** PROMPT **
Rewrite the film write-up from "Pieta is a recent" up to and including "by younger audiences.", switching "praise" to "acclaim".

** TEXT BLOCK **
Pieta is a recent feature by the filmmaker to earn him universal praise. In South Korea, it was recognized and submitted as the country’s entry to the 85th Academy Awards for Best Foreign Language film. When it played at Venice it took the highest honor of Golden Lion, as well as three more awards, even the award voted by younger audiences.

While being primarily a drama, there are elements of the revenge thriller that many of his contemporaries produce for local and foreign audiences, but Kim adds his own twist by turning the pure act of forgiveness into something incredibly cold. With a brave performance by Jo Min-soo as the mother, Kim doesn’t aim for gut reactions like other Korean genre filmmakers. He wants the film to be felt and contemplated as the credits quietly scroll upwards over the haunting few minutes being painted onscreen.


4. Spring, Summer, Fall, Winter…and Spring (2003)

Spring, Summer, Fall, Winter…and Spring (2003)

Broken into five chapters, this film tells the life of a Buddhist monk from childhood to adulthood, as he discovers life, lust, betrayal, death, and redemption on a small, serene and majestic lake house. More could be described in the synopsis, but this is a film that should be viewed going in knowing absolutely nothing.

** DATA **
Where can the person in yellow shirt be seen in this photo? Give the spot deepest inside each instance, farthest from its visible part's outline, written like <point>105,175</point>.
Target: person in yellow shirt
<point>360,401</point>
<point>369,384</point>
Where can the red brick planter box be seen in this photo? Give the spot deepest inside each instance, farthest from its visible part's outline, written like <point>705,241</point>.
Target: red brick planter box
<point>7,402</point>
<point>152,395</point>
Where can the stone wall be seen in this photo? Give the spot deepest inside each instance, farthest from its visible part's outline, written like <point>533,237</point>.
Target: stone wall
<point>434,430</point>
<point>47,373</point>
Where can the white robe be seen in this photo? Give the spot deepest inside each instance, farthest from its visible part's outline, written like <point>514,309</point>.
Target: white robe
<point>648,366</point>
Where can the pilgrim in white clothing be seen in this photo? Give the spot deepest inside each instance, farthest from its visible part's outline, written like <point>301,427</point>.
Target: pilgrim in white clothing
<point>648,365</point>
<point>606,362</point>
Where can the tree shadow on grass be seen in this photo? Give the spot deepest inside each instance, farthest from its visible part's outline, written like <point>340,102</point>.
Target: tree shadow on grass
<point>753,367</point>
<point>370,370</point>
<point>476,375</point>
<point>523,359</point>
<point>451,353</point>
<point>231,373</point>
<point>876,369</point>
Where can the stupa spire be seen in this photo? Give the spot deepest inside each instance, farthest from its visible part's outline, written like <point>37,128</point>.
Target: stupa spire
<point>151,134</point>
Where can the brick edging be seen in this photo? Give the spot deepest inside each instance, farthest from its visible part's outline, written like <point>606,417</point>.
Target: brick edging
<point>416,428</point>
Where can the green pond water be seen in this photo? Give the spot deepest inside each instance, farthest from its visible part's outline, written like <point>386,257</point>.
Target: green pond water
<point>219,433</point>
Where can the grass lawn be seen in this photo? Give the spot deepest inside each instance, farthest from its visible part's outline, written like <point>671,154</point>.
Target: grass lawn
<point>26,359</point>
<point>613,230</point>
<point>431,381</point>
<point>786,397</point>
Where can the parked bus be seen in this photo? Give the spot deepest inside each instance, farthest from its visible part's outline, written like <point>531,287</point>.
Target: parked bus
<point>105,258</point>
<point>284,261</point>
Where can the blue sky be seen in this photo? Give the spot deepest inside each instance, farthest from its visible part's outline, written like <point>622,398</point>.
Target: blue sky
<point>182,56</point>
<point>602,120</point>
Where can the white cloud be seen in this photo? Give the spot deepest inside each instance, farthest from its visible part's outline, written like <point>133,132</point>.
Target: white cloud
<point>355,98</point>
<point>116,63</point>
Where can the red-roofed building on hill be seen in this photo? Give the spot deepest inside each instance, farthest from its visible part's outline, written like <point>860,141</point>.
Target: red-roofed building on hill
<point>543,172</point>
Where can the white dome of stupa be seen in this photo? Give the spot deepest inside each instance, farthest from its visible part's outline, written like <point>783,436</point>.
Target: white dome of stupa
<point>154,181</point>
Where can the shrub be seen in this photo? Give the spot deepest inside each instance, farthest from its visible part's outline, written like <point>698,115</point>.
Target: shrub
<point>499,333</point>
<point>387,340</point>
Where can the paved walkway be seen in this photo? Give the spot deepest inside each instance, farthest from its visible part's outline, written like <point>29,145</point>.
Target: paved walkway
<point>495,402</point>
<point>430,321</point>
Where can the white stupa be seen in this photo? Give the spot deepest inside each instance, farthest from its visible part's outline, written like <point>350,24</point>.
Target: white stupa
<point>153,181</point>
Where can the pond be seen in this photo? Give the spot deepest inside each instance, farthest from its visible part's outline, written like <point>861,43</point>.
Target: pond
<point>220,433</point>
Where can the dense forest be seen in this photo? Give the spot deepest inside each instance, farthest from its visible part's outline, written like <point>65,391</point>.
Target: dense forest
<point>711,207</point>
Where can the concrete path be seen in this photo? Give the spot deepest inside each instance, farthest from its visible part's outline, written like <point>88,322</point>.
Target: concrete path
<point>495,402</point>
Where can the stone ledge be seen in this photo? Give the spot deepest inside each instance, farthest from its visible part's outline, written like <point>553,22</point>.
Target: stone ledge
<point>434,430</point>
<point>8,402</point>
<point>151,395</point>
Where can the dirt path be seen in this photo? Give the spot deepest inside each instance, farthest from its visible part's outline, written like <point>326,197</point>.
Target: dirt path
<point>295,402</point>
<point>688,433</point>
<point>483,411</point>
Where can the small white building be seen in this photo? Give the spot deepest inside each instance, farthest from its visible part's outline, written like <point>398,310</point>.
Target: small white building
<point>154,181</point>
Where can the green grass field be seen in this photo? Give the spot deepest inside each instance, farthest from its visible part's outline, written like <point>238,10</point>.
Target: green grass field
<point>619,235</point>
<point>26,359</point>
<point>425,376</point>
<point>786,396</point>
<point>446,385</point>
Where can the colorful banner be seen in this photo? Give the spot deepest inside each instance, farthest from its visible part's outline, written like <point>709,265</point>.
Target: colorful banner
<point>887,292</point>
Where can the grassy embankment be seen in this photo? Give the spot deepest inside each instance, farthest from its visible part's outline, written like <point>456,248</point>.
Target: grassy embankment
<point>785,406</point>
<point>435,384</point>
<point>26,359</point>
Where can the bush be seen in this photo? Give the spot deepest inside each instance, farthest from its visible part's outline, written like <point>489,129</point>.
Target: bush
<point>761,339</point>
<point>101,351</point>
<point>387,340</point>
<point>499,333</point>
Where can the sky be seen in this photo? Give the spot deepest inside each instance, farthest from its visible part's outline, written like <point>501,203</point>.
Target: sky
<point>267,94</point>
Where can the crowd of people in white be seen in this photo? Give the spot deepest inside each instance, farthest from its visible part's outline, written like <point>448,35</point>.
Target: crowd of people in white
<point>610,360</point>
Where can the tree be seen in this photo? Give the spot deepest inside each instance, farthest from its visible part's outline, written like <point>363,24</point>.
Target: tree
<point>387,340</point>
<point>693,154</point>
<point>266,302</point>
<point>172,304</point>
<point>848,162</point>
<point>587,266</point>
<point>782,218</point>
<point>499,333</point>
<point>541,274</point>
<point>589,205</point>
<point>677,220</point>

** RESPONSE TO THIS TASK **
Pieta is a recent feature by the filmmaker to earn him universal acclaim. In South Korea, it was recognized and submitted as the country’s entry to the 85th Academy Awards for Best Foreign Language film. When it played at Venice it took the highest honor of Golden Lion, as well as three more awards, even the award voted by younger audiences.